# What needs to be done:
Pick out each row below that contains the word "wall" and copy those rows in full.

# Supplied records:
++++
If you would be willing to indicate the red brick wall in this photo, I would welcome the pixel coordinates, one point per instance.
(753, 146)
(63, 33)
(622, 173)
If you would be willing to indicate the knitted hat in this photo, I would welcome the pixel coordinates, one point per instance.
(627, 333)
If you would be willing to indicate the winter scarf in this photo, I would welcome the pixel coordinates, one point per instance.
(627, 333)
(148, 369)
++++
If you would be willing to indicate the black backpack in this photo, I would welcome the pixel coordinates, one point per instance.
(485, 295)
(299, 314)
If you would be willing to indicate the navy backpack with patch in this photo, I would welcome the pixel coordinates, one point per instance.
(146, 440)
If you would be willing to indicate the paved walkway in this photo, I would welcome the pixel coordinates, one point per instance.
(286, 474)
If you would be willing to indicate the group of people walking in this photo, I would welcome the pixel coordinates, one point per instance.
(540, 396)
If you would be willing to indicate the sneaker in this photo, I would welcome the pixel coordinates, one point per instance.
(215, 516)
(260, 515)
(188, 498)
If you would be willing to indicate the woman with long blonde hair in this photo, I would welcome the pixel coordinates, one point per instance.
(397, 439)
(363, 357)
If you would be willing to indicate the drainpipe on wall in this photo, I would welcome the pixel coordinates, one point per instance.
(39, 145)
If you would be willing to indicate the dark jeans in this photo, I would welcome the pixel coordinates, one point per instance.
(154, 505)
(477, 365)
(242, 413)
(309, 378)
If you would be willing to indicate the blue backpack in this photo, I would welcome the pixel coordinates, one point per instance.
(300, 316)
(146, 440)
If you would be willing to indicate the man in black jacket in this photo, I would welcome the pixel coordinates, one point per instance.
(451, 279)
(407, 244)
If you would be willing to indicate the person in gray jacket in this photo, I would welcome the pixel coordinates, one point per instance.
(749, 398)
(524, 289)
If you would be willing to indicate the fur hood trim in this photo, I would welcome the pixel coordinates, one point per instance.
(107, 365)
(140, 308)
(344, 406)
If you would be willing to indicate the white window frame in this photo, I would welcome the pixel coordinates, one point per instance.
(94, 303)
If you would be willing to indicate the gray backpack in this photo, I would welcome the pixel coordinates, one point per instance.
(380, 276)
++++
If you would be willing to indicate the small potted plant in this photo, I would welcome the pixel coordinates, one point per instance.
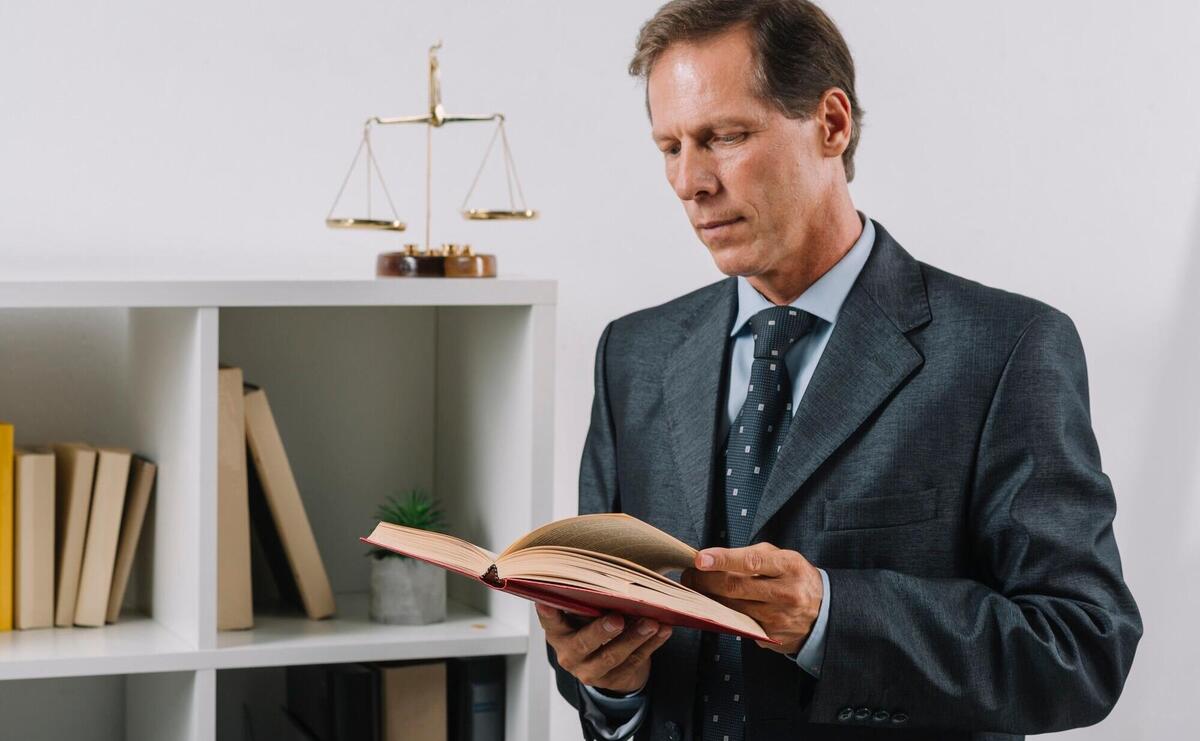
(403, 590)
++++
# Output for this task:
If you would be willing to indicate the red brick wall in this photo, I would welcome the pixel coordinates, one point per instance.
If you would be willing to indicate the drainpipe on wall in this photo, I would welcome the pixel coordinates, one point per instance.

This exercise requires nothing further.